:: TEXT BLOCK ::
^^^^
A thought provoking post from the Nutrtion Society Blog detailing how plant based diets are linked with improved health outcomes not only due to the micronutrients they contain but also to the phytochemicals. Much research has been conducted on these compounds but the exact mecahnisms are still not fully understood. Over 100 have been identified, some of which act as antioxidants, hormone stabilisers and immune system boosters leading to the hypothesis that they may be protective against certain cancers and other chronic disease. Lets have a look at some of the more well known phytochemicals and how they work....

GLUCOSINOLATES

These biology active compounds are said to potentially reduce the risk of lung, stomach, and colorectal cancer as they help the liver detoxify. The highest sources are found in tenderstem broccoli, brussel sprouts and other green cruciferous vegetables.

ALLIUMS

Found in garlic and onions this phytochemical is said to protect against cancer and heart disease as it is able to block the conversion of nitrates (found in many preserved foods) into cancer causing nitrosamines, mop up cancer causing free radicals and lower cholesterol.

BIOFLAVONOIDS

Found in buckwheat, berries, citrus fruit and grapes this beneficial compound is antibacterial, acts as an antioxidant, and binds to toxic materials, escorting them out of the body.

LENTINAN

This is the phytochemical that gives shiitake mushrooms their cancer preventing reputation due to it's anti-tumour properties. They actually use it in Japan to treat cancer.
^^^^
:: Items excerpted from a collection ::
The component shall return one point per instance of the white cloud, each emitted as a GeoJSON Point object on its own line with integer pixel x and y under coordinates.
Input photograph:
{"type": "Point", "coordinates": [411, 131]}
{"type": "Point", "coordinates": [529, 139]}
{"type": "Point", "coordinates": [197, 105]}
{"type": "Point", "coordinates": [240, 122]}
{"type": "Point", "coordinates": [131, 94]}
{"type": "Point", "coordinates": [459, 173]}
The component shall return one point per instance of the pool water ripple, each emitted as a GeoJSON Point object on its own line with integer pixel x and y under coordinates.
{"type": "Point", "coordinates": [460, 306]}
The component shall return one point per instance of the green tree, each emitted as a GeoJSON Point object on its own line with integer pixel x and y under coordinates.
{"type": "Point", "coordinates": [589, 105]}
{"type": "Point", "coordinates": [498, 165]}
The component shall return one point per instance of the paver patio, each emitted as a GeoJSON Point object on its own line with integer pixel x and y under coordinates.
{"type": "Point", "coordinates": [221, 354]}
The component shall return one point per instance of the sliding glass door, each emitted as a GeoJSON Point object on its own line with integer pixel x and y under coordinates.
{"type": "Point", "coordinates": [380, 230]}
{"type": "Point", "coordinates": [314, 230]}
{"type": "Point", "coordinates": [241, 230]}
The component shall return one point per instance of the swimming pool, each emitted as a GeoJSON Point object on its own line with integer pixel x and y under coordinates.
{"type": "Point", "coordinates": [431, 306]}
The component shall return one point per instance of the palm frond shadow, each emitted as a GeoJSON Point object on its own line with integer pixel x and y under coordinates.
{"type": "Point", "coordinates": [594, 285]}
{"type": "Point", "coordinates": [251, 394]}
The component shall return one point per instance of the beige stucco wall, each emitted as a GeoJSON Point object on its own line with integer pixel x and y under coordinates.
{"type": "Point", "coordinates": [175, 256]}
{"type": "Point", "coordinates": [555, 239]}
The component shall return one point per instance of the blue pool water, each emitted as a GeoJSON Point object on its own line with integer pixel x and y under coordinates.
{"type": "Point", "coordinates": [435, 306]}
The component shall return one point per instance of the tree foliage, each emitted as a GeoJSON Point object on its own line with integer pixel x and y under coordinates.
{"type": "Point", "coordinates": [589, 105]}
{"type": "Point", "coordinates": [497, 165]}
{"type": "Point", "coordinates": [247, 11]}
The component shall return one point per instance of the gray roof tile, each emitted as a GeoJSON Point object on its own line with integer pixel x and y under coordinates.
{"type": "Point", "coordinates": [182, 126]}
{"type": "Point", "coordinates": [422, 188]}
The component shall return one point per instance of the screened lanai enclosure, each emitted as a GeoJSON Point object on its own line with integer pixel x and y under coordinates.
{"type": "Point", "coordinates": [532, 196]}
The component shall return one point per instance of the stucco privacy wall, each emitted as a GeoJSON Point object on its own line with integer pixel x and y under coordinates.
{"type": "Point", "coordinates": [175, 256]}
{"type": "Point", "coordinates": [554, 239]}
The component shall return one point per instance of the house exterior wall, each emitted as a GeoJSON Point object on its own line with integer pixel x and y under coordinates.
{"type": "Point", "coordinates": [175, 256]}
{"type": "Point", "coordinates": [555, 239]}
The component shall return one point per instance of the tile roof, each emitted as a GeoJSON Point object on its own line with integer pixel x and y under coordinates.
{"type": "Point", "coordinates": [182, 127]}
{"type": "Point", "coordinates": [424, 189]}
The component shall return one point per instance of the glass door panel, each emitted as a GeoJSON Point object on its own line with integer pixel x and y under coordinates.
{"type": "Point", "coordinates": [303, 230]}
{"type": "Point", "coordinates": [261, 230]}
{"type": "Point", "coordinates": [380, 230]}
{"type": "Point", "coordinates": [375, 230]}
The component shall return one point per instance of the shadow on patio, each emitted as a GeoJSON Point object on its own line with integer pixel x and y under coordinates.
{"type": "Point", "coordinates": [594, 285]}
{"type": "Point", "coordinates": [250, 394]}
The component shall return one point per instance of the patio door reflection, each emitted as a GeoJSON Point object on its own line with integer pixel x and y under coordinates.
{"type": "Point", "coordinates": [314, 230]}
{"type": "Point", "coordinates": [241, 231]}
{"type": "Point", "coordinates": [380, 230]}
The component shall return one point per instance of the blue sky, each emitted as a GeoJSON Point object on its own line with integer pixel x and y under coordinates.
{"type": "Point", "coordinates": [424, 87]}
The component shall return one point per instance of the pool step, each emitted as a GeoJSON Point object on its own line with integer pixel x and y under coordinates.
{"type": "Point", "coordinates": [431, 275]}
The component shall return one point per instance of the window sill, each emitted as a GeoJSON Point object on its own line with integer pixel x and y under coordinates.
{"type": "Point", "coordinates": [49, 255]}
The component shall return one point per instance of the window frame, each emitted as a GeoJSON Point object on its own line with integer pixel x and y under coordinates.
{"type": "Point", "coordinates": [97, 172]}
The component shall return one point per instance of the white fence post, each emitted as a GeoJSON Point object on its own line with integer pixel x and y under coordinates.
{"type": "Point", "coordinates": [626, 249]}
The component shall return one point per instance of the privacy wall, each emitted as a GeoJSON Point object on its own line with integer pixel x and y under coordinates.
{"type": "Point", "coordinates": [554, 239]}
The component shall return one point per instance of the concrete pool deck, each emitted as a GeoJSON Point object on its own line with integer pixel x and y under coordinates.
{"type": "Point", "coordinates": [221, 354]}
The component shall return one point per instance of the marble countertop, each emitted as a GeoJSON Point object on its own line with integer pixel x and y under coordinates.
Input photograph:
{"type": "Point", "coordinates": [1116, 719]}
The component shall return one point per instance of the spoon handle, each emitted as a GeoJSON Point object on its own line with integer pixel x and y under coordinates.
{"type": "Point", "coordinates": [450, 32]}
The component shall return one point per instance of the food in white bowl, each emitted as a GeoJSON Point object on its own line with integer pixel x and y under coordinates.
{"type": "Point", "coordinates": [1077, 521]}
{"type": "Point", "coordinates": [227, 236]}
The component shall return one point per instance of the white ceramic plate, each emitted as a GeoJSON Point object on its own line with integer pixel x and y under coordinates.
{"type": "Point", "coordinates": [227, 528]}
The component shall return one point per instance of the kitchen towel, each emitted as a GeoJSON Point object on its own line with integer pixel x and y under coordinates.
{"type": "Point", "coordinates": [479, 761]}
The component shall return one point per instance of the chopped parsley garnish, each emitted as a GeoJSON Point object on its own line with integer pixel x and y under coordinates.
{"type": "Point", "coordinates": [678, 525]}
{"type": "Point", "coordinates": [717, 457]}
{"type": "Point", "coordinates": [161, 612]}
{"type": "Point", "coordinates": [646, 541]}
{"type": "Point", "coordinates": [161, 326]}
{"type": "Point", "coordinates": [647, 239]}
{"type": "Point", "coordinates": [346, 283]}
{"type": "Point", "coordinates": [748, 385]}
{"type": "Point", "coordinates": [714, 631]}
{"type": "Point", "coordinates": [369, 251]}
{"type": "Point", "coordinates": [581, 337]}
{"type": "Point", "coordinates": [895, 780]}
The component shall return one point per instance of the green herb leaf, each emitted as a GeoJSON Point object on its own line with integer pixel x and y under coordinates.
^^^^
Carry on the text about phytochemicals, picking up after its last sentence.

:: RESULT ::
PHYTOSTEROLS

These naturally occuring substances have received a lot of press for their cholesterol lowering abilities and have now been added to foods such as margarine to make them so called 'functional foods'. They work by inhibiting the absorption of cholesterol from the intestine. The best sources are beans and pulses, seeds, and seed oils.

As I said there are over 100 phytochemicals that we know of so in order to take advantage of these health promoting compounds we should ensure they make up a significant proportion of our daily diet.

I like the acronym “GOMBBS” used by the American physician Joel Fuhrman. It stands for Greens, Onions, Mushrooms, Berries, Beans and Seeds. He describes it as a way to remember the most nutrient-dense, health-promoting foods on the planet and I have to agree that we would be getting a significant serving of these wonder compounds if we managed to include these foods in our daily diet. What do you think?